───── Excerpted records

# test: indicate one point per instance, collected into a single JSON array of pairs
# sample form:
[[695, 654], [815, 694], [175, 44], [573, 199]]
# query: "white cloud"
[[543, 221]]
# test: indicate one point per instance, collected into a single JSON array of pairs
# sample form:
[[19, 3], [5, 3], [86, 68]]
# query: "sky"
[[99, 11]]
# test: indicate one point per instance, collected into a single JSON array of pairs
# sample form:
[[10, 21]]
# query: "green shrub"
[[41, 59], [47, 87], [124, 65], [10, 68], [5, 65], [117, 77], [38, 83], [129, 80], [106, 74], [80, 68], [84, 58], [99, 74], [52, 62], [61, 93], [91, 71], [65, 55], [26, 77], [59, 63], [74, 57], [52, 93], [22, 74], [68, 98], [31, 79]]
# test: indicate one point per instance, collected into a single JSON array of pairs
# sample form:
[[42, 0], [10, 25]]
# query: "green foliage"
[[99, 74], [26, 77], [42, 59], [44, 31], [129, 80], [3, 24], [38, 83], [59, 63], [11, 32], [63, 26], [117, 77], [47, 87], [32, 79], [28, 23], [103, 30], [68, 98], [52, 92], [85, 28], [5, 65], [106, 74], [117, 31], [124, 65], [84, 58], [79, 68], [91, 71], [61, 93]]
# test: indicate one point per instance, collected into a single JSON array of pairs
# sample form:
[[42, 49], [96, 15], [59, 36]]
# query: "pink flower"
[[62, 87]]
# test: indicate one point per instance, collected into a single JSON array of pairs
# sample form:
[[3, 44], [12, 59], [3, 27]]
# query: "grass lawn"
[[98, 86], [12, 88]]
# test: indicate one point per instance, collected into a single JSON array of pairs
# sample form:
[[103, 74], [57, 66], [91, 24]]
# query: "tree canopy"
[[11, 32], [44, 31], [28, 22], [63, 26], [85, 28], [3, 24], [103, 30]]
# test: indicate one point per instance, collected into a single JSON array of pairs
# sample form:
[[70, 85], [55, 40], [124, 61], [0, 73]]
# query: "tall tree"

──────────

* [Task objective]: Each line of the data has to be written out exactly as it appears.

* [Result of the exercise]:
# test: indicate one point per instance, collected into a single JSON array of pairs
# sample form:
[[695, 654], [815, 694], [175, 44], [573, 199]]
# query: "white cloud"
[[543, 221]]
# test: indicate one point per instance, collected into a single JSON array of pairs
# sample form:
[[19, 3], [5, 3], [86, 68]]
# query: "sky"
[[99, 11]]
# test: indicate one point per instance, collected into a single JSON array of pairs
# sample form:
[[10, 21]]
# query: "green shrub"
[[41, 59], [47, 87], [124, 65], [10, 68], [5, 65], [117, 77], [38, 83], [129, 80], [106, 74], [80, 68], [84, 58], [99, 74], [52, 62], [61, 93], [91, 71], [65, 55], [26, 77], [59, 63], [74, 57], [52, 93], [22, 74], [68, 98], [31, 79]]
# test: indicate one point per instance, collected into a single JSON array of pairs
# sample form:
[[42, 0], [10, 25]]
# query: "green foliage"
[[99, 74], [26, 77], [42, 59], [44, 31], [129, 80], [3, 24], [38, 83], [59, 63], [11, 32], [63, 26], [117, 77], [47, 87], [32, 79], [28, 23], [103, 30], [68, 98], [52, 92], [85, 28], [5, 65], [106, 74], [117, 31], [124, 65], [84, 58], [79, 68], [91, 71], [61, 93]]
# test: indicate one point per instance, collected into a single JSON array of pairs
# sample form:
[[42, 49], [96, 15], [59, 36]]
# query: "pink flower"
[[62, 87]]
# test: indicate one point per instance, collected into a single JSON array of pairs
# sample form:
[[3, 44], [12, 59], [3, 27]]
# query: "grass lawn"
[[98, 86], [12, 88]]
# test: indicate one point per instance, collected into a single JSON array of pairs
# sample form:
[[103, 74], [57, 66], [91, 24]]
# query: "tree canopy"
[[11, 32], [44, 31], [28, 22], [63, 26], [85, 28], [3, 24], [103, 30]]
# test: indicate one point per instance, collected into a single JSON array of pairs
# sample form:
[[70, 85], [55, 40], [124, 61], [0, 73]]
# query: "tall tree"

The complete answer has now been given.